3. "Long Way Home" opens with a grungy guitar riff before sequeing into a delightful Love American Style chorus of Pa...Pa-pa-pa-pa-pa's reminiscent of The Cowsills (or by entension, The Partridge Family) as Tom sings "I've said it before and I'll say it again/I wish you were my friend." Sick and tired of being alone, he resolves to meet up with the object of his heart's desire, taking the long way home (like Supertramp!) for some quality time. There are no shortcuts on the road to true love - but there will be pa-pa-pa-pa-pa-pa's!

4. "I Dig You" - Julie Smith's lyrics are quite brilliant in a finger-snapping tune that could have fit nicely in a Combustible Edison setlist or on the soundtrack of a Swinging '60s movie. The song addresses the single gal's plight in the dating world, one in which, once again, she realizes she's "Old Enough" to know better about acting on an infatuation.

"Fell in a well, under a spell, I gotta hope you are, too/Don't overthink, don't oversell/Try not to yell, oh what the hell...This is all so scary and new/What do I wear? Where do I stand?"

The song concludes with Julie realizing the guy's a jerk: "Why did I say I dig you?/I'm in dismay, please go away/Nothing you said rings true now."

Hey, we've all been there: love is a rose and, when you pick it, you sometimes cut yourself on a thorn.

5. "I Tried (To Get Over You)" - This funky blues-rocker set to a "Stepping Stone" beat sounds like a lost Standells tune, with Greg Breazeale's bass slithering along like a coiled cobra alongside Tom's crunchy power chords and Julie's keyboard flavorings.

6. "We Threw It All Away" finds Greg himself auditioning for a place in The Hives in this break-neck rocker about youthful folly and moving on to the next good thang.

"Hey, we had a good thing now/But you, you wanted a ring now/Time they say will tell, but that's just a wishing well/All this talk, talk, talk, with nothing to say/And so we threw it all away....Time they say will tell/But damned we're better off today/Everything is so much better today because we threw it all away."

→ **Supplied data**
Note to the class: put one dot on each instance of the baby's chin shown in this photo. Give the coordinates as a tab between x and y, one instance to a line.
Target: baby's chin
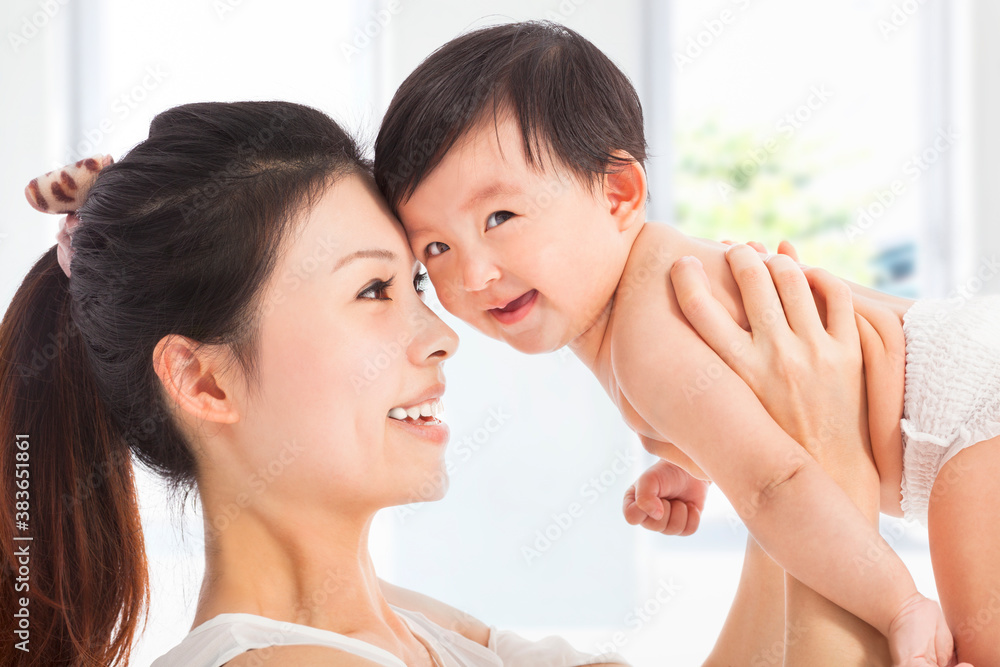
535	341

→ **Problems to solve**
1. Please reproduce the song review from "Hey, we've all" to "next good thang.", substituting "python" for "cobra".
2. List the titles of the numbered songs in the song review.

→ **List of solutions**
1.
Hey, we've all been there: love is a rose and, when you pick it, you sometimes cut yourself on a thorn.

5. "I Tried (To Get Over You)" - This funky blues-rocker set to a "Stepping Stone" beat sounds like a lost Standells tune, with Greg Breazeale's bass slithering along like a coiled python alongside Tom's crunchy power chords and Julie's keyboard flavorings.

6. "We Threw It All Away" finds Greg himself auditioning for a place in The Hives in this break-neck rocker about youthful folly and moving on to the next good thang.

2.
3. "Long Way Home"
4. "I Dig You"
5. "I Tried (To Get Over You)"
6. "We Threw It All Away"